====== Supplied information ======

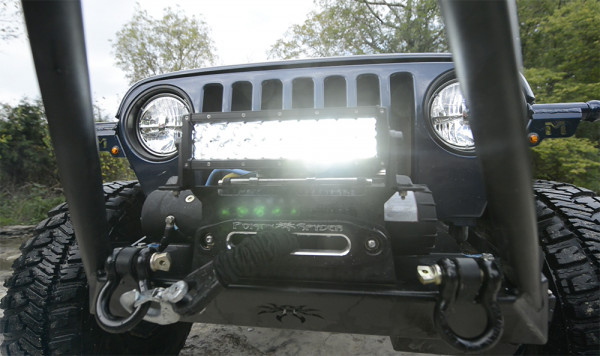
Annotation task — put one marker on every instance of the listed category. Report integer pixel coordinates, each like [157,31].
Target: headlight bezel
[444,81]
[133,117]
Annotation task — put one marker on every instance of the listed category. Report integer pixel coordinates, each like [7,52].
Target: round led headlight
[159,124]
[448,115]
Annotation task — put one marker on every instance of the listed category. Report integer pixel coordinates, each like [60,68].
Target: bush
[27,204]
[572,160]
[26,154]
[115,168]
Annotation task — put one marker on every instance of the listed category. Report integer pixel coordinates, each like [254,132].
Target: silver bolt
[176,291]
[430,274]
[160,262]
[372,244]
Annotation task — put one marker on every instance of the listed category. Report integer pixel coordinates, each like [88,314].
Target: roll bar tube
[485,49]
[57,42]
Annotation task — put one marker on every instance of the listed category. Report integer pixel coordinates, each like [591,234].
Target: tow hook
[165,298]
[124,261]
[475,280]
[189,296]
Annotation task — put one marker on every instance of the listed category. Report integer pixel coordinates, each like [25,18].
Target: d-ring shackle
[461,282]
[123,261]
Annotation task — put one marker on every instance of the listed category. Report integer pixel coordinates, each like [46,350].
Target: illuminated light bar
[311,140]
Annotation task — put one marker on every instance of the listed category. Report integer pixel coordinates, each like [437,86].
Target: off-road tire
[46,306]
[569,232]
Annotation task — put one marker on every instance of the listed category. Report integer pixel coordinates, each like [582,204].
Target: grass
[27,204]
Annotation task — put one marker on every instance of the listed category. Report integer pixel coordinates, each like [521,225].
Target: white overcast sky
[242,30]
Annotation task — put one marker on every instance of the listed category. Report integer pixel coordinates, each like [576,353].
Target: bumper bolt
[160,262]
[372,245]
[430,274]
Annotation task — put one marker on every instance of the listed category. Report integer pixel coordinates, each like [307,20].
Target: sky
[242,30]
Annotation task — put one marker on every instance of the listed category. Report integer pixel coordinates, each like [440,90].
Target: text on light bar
[317,141]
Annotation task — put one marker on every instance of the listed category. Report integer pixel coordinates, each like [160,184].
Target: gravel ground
[209,339]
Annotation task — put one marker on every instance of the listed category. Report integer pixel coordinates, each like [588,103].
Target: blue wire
[216,172]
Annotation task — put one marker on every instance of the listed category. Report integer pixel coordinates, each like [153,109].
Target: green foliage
[26,154]
[115,168]
[145,46]
[346,27]
[573,160]
[561,45]
[27,204]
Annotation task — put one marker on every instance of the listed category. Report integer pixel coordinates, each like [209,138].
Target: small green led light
[242,211]
[259,211]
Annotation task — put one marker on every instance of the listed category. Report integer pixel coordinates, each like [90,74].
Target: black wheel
[569,231]
[46,306]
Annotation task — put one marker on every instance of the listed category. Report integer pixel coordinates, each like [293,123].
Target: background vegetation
[561,56]
[560,42]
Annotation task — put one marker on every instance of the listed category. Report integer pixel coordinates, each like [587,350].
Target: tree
[145,46]
[560,43]
[347,27]
[11,22]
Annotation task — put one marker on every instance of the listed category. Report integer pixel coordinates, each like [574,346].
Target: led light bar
[318,141]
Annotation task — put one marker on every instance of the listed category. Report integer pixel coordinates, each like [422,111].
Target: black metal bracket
[470,280]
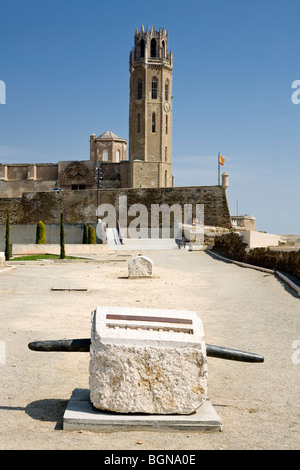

======

§ **Task directions**:
Rewrite everything from the line containing "each like [293,123]." down to the end of the listing, including the requests. Scale each coordinate in the answers by 2.25 and round to whole numbers, with halves going up. Leave the numbers in the requests and their format samples unchanged, and omit the pictures.

§ **The completed task**:
Annotation task — put one marker on every instance of the listed category. Report integer pixel coordinates, each like [293,123].
Target: background vegetation
[1262,126]
[1260,95]
Annotation task — put one marker on every instance of the listed category. Report integer pixel coordinates, each like [587,350].
Target: tree
[326,104]
[1260,97]
[781,61]
[25,50]
Annotation task — put one marker on every instance of the listed category. Report integer pixel coordinates, each like [574,346].
Target: led light bar
[716,317]
Annotation task — put one marker on every instance of the listed category. Report integer pixel coordinates, each like [422,111].
Target: black metal bracket
[1058,630]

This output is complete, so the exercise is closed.